_WHAT YOU ARE ASKED TO DO:_ Could you turn the records below into a numbered list, skipping blank lines and leaving out the pictures?

====== EXTRACTED RECORDS

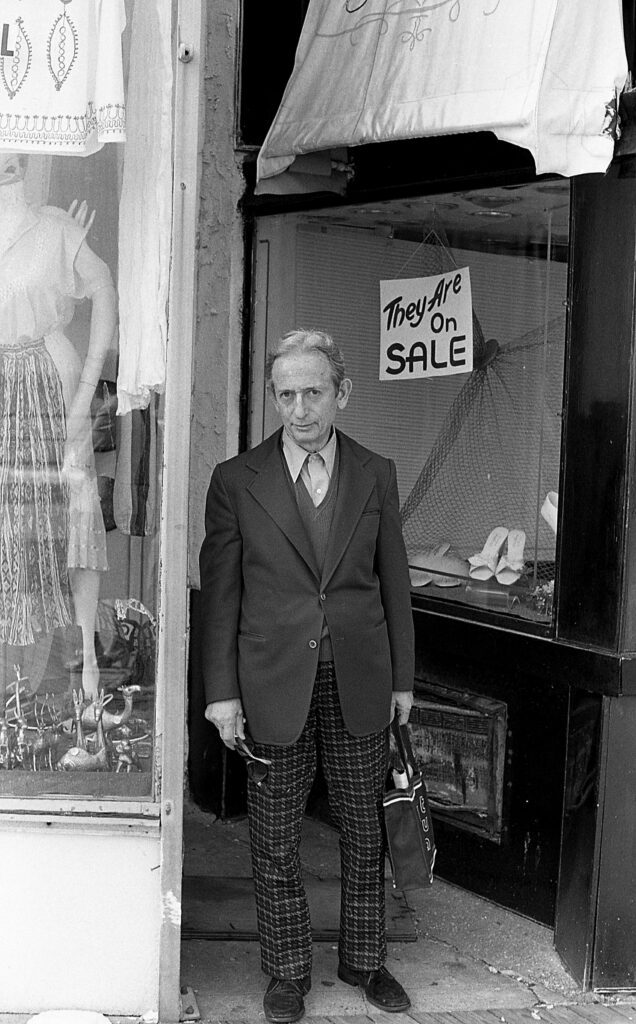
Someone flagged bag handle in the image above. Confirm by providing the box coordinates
[391,716,418,778]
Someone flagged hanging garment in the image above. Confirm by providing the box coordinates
[0,0,126,156]
[117,0,172,416]
[258,0,627,184]
[0,203,111,645]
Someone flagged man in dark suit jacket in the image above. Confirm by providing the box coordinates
[201,331,414,1024]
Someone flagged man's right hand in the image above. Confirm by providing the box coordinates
[205,697,245,751]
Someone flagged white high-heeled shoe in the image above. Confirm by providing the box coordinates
[468,526,508,580]
[495,529,525,587]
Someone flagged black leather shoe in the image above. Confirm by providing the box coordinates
[263,977,311,1024]
[338,964,411,1014]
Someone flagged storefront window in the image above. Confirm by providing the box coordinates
[253,181,569,623]
[0,0,170,799]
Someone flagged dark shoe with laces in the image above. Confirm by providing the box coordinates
[338,963,411,1014]
[263,977,311,1024]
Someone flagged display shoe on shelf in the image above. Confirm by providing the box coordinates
[541,490,559,534]
[495,529,525,587]
[468,526,508,580]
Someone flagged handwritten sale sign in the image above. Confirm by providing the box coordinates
[380,266,472,381]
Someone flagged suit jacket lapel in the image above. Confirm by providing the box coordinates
[248,430,320,578]
[322,431,375,588]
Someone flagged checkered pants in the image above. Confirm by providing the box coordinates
[248,663,388,979]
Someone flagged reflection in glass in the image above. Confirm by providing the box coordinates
[0,147,157,796]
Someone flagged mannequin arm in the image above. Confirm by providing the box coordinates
[67,284,117,445]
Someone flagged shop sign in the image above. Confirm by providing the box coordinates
[380,266,472,381]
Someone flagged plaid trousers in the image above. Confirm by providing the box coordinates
[248,662,388,979]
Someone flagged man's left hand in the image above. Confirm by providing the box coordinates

============

_TASK RESULT:_
1. Someone flagged bag handle in the image above. Confirm by providing the box coordinates
2. [391,716,418,778]
3. Someone flagged hanging garment in the image above. Confirm by providing the box coordinates
4. [0,0,126,156]
5. [117,0,172,416]
6. [258,0,627,184]
7. [0,203,111,645]
8. Someone flagged man in dark suit jacket in the image above. Confirm by providing the box coordinates
9. [201,331,414,1024]
10. Someone flagged man's right hand in the image above. Confirm by providing the box coordinates
11. [205,697,245,751]
12. Someone flagged white high-heeled shoe in the image above. Confirm by providing the box coordinates
13. [468,526,508,580]
14. [495,529,525,587]
15. Someone flagged black leather shoe in the image above. Confirm by providing the box coordinates
16. [263,977,311,1024]
17. [338,964,411,1014]
18. Someone flagged storefront window in the image above. Confirm by providing the box coordinates
19. [253,181,569,623]
20. [0,0,170,799]
21. Someone flagged dark shoe with laces in the image above. Confirm by providing the box coordinates
22. [338,963,411,1014]
23. [263,977,311,1024]
24. Someone flagged display shoe on shelf in the image above. Confirm by providing the box coordinates
25. [541,490,559,534]
26. [495,529,525,587]
27. [468,526,508,580]
28. Someone flagged handwritten sale sign in the image above. Confirm by providing the box coordinates
29. [380,266,472,381]
30. Someone flagged suit jacket lapel in the image above. Confirm by providing the box coordinates
31. [248,430,320,578]
32. [322,431,375,588]
33. Someone flagged checkered pants in the image above. Confirm by providing the box coordinates
34. [248,663,388,979]
35. Someone flagged reflection in glass in the image above. Confirm by providing the box coordinates
36. [0,147,157,796]
37. Someone flagged mannequin arm in the image above. Confirm by providing the box coordinates
38. [67,284,117,445]
39. Someone flagged shop sign in the image above. Confirm by providing the box coordinates
40. [380,266,472,381]
41. Someone flagged plaid trousers in the image above. Confirm by providing the box coordinates
42. [248,662,388,979]
43. Someone flagged man's left hand in the image above. Confirm by providing the box coordinates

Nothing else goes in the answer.